**ENTRIES PROVIDED**
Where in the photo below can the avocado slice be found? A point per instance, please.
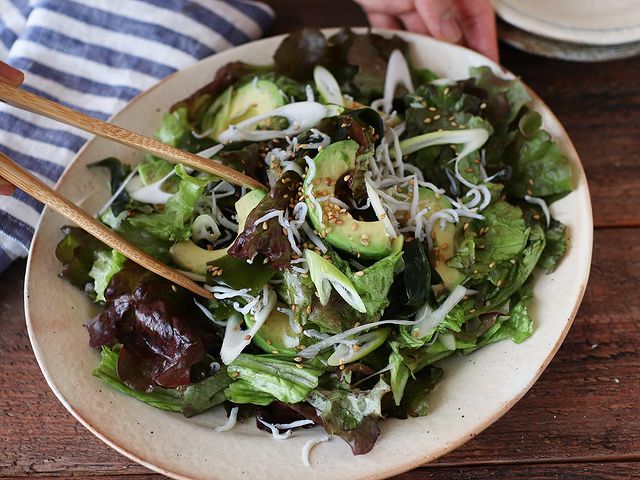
(276, 334)
(255, 98)
(443, 239)
(235, 105)
(366, 239)
(189, 256)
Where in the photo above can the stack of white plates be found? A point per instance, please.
(583, 30)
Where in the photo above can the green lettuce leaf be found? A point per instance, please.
(351, 415)
(505, 235)
(281, 379)
(163, 398)
(205, 394)
(372, 283)
(76, 253)
(538, 167)
(241, 392)
(105, 266)
(556, 246)
(415, 401)
(173, 224)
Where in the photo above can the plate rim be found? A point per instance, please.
(386, 470)
(543, 27)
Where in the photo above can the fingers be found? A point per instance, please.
(478, 23)
(440, 18)
(394, 7)
(382, 20)
(10, 76)
(5, 187)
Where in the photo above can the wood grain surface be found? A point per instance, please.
(579, 421)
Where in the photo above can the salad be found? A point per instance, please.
(405, 217)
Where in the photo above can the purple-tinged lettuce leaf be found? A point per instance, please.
(162, 331)
(270, 243)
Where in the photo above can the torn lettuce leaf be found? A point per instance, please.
(105, 266)
(173, 223)
(538, 166)
(281, 379)
(351, 415)
(76, 252)
(555, 247)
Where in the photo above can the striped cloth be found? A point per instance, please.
(94, 56)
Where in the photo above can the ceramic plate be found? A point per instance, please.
(476, 390)
(592, 22)
(578, 52)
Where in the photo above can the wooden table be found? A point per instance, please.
(580, 420)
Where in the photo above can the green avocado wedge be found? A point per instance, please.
(191, 257)
(341, 230)
(235, 105)
(276, 335)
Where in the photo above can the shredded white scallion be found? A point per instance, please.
(542, 204)
(231, 421)
(306, 450)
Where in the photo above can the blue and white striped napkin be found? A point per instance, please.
(94, 56)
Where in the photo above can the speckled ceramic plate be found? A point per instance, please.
(476, 390)
(588, 22)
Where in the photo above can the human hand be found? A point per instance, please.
(13, 77)
(466, 22)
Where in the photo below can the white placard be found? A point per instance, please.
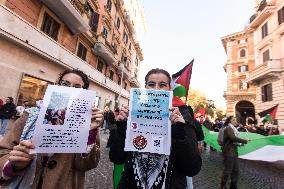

**WHAT THE TASK REQUIRES**
Beginning with the line that bears "Where in the photo above can the plate", output each line through the last line of the listing exactly, and no others; skip the pictures.

**SOLUTION TO THIS PROBLEM**
Where in the photo above can the plate rim be found? A point per instance, please.
(386, 470)
(543, 27)
Where in the photo above can the fingers be found? A point per instance, please.
(478, 23)
(440, 18)
(394, 7)
(382, 20)
(10, 76)
(5, 187)
Where in the photo above can the wood grain surface be found? A point per instance, please.
(579, 421)
Where in the photo above can the salad be found? A point per instance, please.
(405, 217)
Where in the photo above can the purple-tinged lettuce leaf be found? A point per instance, please.
(162, 331)
(270, 243)
Where in the photo above can the torn lettuce leaf be found? A point per instance, please.
(105, 266)
(173, 223)
(538, 166)
(281, 379)
(351, 415)
(76, 252)
(555, 247)
Where in the photo above can the striped cloth be found? A point per instance, please.
(94, 56)
Where in the photo above can the ceramic plate be found? A point per instance, please.
(476, 390)
(592, 22)
(578, 52)
Where in the photo above can the wooden table be found? A point per instance, please.
(580, 420)
Where in the photo above can the green avocado wedge be found? A point per instance, please.
(191, 257)
(341, 230)
(235, 105)
(276, 335)
Where in the photo above can the shredded white scallion be found? A point per instance, please.
(542, 204)
(231, 421)
(306, 450)
Where in the photo above can the blue and white striped napkin be found? A point per instance, please.
(94, 56)
Where in the photo above can the speckled ceramic plate be found? A point per instance, please.
(476, 390)
(588, 22)
Where in the photo above can the human hand be found? A point per instance, please.
(13, 77)
(466, 22)
Where in the photo below can the white placard be found? A point per instance, please.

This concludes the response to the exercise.